* Goal of the exercise
Reproduce the items word for word, starting with the line that contains "point_to(query) returns, for every instance of the man" and continuing through the end of the items.

* Data excerpts
:::::

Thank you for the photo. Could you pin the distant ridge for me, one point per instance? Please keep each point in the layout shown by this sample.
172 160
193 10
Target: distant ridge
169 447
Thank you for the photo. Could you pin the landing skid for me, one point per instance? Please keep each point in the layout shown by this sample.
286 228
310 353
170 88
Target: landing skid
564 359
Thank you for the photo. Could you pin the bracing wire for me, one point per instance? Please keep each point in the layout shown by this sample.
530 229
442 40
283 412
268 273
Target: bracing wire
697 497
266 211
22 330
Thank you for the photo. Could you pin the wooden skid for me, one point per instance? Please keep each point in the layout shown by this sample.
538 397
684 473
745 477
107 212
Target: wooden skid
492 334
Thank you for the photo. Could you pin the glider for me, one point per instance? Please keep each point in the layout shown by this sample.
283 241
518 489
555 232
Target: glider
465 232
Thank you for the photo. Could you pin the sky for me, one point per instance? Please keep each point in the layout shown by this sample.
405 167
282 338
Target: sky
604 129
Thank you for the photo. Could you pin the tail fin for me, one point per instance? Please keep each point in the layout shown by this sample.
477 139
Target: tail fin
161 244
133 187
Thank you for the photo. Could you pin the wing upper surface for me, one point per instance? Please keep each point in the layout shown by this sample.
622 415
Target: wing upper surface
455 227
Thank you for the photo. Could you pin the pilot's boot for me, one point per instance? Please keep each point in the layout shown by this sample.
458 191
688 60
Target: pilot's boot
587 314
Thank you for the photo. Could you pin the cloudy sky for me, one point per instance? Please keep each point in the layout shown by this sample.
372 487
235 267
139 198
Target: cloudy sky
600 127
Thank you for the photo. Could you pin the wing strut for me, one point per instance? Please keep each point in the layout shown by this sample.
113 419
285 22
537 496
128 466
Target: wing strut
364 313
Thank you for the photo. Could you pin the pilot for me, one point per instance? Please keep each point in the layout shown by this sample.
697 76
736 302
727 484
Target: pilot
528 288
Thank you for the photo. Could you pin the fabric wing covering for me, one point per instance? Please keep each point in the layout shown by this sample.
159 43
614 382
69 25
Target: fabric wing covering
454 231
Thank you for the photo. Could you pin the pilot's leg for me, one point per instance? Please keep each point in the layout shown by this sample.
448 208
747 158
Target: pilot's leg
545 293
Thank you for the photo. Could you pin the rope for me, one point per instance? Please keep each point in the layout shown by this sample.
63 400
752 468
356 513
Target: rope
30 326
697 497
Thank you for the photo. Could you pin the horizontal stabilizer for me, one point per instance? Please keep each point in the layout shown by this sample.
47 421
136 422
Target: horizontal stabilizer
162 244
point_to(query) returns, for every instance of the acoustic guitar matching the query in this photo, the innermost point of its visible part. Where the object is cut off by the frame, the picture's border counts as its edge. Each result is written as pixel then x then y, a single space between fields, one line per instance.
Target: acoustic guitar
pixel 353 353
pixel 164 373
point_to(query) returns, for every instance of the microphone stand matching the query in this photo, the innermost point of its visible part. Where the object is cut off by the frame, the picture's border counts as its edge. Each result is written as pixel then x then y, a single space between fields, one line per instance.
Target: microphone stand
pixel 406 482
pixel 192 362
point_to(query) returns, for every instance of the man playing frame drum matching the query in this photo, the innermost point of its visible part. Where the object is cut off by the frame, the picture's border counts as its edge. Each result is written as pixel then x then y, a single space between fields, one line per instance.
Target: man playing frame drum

:::::

* Expected answer
point_to(query) returns, for every instance of the man playing frame drum matching the query in this photo, the innermost point of its visible part. Where the object is cut off by the frame, the picture's border counts as its edge. Each result is written as pixel then x then y, a single space between fields, one line per instance.
Target: man playing frame drum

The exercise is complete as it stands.